**ASSIGNMENT**
Please give an exact transcription of the records shown below.

**MATERIAL PROVIDED**
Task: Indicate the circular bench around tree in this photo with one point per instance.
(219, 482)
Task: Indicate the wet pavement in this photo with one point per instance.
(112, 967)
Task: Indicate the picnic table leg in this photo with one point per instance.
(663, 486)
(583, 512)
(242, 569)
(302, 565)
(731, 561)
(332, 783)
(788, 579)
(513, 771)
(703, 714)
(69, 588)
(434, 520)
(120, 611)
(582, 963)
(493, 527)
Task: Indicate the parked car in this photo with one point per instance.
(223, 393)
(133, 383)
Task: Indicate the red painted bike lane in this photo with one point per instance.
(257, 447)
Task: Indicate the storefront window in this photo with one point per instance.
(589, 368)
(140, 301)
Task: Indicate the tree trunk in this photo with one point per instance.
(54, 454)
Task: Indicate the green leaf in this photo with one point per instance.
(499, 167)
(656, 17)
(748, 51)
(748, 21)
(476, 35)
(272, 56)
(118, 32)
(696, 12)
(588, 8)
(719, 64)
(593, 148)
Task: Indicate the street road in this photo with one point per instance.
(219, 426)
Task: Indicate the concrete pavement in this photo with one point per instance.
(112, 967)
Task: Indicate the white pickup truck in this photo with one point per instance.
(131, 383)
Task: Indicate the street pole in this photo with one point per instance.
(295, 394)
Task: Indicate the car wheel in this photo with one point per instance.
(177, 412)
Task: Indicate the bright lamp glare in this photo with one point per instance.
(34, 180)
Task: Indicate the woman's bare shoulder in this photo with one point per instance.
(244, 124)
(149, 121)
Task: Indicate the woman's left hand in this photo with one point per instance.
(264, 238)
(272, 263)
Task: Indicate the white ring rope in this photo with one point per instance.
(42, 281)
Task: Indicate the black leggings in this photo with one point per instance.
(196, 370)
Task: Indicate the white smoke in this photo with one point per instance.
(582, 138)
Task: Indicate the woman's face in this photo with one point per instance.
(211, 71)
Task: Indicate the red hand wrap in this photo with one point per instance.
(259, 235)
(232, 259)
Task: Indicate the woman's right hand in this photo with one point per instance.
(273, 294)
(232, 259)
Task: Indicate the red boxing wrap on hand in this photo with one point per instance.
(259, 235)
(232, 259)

**TASK RESPONSE**
Task: Indicate the circular bench around tree in this photo with one point per instance.
(219, 482)
Task: Indicate the wet pavement in this photo with one point per instance.
(112, 967)
Task: Indicate the picnic table leg in this photo with one point per instance.
(663, 486)
(583, 512)
(242, 569)
(302, 565)
(731, 561)
(332, 783)
(788, 579)
(513, 771)
(703, 714)
(69, 588)
(434, 520)
(120, 611)
(582, 963)
(493, 527)
Task: Indicate the parked car in this photo with one point per instance.
(223, 393)
(133, 383)
Task: Indicate the red painted bike lane in this photo with one point per instance.
(257, 447)
Task: Indicate the storefront window in this photo with one point per instance.
(589, 368)
(140, 301)
Task: Indicate the tree trunk in this photo with one point per instance.
(54, 454)
Task: Indicate the green leaf in this photo with one point per instance.
(499, 167)
(656, 17)
(748, 51)
(748, 21)
(476, 35)
(272, 56)
(118, 32)
(696, 12)
(588, 8)
(719, 64)
(593, 148)
Task: Indicate the street road in this photo with one point per instance.
(219, 426)
Task: Indicate the concrete pavement in this photo with one point per instance.
(112, 967)
Task: Indicate the white pickup truck in this photo with one point per instance.
(131, 383)
Task: Indicate the street pole in this photo with one point per instance.
(295, 394)
Task: Indicate the car wheel in this photo with one point per instance.
(177, 412)
Task: Indicate the bright lamp glare in this photo with one point per instance.
(34, 180)
Task: Indicate the woman's bare shoulder in this photo with one point per instance.
(244, 124)
(149, 121)
Task: Indicate the woman's left hand in this photo with one point per instance.
(264, 238)
(272, 263)
Task: Indicate the white ring rope in this photo with one point per instance.
(42, 281)
Task: Indicate the black leggings in this photo with one point per instance.
(196, 370)
Task: Indicate the white smoke in this photo with one point per instance.
(582, 138)
Task: Indicate the woman's face in this photo with one point per instance.
(211, 71)
Task: Indicate the red hand wrap in this photo with one point per instance.
(259, 235)
(232, 259)
Task: Indicate the woman's right hand in this photo with one point per instance.
(273, 294)
(232, 259)
Task: Indicate the red boxing wrap on hand in this photo with one point per instance.
(259, 235)
(232, 259)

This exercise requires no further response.